■ **Requirement 1**
Gather every line of the records that contains the string "dress", matching case exactly.

■ **Supplied passage**
## Start
Rain: A Tribute to the Beatles, styled RAIN, is a Beatles tribute and later a theatrical production. Rain gives audiences the experience of seeing Beatles' songs performed live that were never done so by the band itself. It predates the popular Broadway show Beatlemania by several years. Rain has played Broadway, and toured for years.

The show takes the form of a roughly chronological history of The Beatles via their music. About 30 songs are performed during the show. Other than some onstage banter, there is very little dialogue during the production, which consists mostly of exact re-enactments of the Beatles' music. The multimedia production uses high-definition backdrops that feature psychedelic effects, vintage television commercials, and video footage of Rain cast members recreating iconic Beatle moments. For legal reasons, Rain never calls its performers the names of the actual members of The Beatles.

Each production of Rain features two performers for each member of the Beatles, who alternate shows; plus an off-stage keyboardist to replicate the studio sounds familiar from later Beatles records.
## End
■ **Data for this task**
## Start
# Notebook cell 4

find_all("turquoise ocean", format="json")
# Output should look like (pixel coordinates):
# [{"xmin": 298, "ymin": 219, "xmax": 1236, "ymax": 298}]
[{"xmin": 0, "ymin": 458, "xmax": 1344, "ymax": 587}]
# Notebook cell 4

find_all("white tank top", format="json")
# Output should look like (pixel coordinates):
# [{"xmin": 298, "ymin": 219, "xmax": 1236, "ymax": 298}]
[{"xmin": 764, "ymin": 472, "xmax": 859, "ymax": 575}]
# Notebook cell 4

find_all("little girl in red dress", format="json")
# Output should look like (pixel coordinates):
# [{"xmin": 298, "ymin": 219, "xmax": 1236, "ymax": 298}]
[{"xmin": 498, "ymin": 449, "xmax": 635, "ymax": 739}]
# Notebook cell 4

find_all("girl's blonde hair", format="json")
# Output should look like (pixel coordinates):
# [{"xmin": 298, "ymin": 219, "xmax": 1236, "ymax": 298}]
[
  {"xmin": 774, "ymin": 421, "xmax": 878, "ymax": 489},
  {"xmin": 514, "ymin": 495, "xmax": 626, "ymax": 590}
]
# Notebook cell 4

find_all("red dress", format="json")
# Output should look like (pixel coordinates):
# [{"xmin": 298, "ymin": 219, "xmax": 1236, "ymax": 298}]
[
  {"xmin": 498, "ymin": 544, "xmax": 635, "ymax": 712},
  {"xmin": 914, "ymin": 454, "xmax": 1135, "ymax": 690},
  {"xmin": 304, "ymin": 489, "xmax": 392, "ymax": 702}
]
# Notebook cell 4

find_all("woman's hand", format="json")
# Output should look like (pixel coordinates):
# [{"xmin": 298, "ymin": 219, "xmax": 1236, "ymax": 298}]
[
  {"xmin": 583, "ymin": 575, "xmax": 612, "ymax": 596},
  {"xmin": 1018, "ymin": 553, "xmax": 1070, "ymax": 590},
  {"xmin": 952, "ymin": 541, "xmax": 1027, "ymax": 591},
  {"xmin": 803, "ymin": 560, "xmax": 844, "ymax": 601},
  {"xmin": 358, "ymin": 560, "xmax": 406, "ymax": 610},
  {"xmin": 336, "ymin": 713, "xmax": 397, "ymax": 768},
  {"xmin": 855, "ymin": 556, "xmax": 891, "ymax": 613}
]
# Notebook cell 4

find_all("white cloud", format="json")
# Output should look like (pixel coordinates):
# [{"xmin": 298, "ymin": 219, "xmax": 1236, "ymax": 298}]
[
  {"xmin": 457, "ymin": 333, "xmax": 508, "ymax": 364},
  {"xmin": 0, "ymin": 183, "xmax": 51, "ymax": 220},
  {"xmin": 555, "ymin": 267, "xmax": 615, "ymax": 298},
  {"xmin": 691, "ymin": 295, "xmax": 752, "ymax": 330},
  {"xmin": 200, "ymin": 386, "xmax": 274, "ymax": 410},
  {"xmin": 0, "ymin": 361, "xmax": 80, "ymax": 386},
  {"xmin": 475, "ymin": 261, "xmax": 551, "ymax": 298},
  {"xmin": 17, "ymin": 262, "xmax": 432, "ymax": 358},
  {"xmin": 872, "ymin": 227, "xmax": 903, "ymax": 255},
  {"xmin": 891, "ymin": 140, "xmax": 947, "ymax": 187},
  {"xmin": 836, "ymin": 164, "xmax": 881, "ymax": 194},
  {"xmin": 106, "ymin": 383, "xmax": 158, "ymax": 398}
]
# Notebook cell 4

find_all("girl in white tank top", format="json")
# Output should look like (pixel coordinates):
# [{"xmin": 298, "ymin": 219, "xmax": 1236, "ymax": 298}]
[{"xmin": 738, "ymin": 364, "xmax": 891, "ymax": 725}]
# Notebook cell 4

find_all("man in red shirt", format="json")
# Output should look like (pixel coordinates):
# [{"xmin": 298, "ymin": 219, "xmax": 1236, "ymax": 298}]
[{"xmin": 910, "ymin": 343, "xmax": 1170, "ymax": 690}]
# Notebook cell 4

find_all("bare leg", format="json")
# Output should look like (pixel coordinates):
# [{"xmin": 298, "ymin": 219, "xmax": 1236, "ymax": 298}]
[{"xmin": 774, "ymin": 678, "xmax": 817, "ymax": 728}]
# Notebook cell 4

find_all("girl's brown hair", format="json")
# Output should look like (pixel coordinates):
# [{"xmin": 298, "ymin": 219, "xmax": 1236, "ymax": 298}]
## End
■ **Requirement 2**
Write what comes next in the passage about the Beatles tribute show Rain, picking up after its final sentence.

■ **Exercise answer 1**
find_all("little girl in red dress", format="json")
find_all("red dress", format="json")

■ **Exercise answer 2**
History 
Rain began in 1975 as Reign, a Laguna Beach, California, band that played both original music and Beatles covers. Founding members were Mark Lewis, Eddie Lineberry, Bill Connearney, Grant Belotti, Chuck Coffey, and Steve Wight. (Connearney, Belotti, Lineberry, and Alan Hawley had been members of a prior band known as Lucky Dogs.) The name of the band, "Reign/Rain," is a reference to the 1966 Beatles single "Rain," the B-side of "Paperback Writer."

Co-founder and keyboardist Mark Lewis managed the band, became its lead arranger, and found Rain a regular weekly gig doing Beatles covers at the Mine Shaft in Calabasas, California. Before long Rain had a following of Beatles fans around the Los Angeles/Orange County area, and soon extended up the West Coast as far as Seattle.

As the band developed a reputation, they performed at the 1978 Jerry Lewis MDA Labor Day Telethon. In 1979, producer Dick Clark hired Rain members to record exact Beatles covers for the Richard Marquand film Birth of the Beatles.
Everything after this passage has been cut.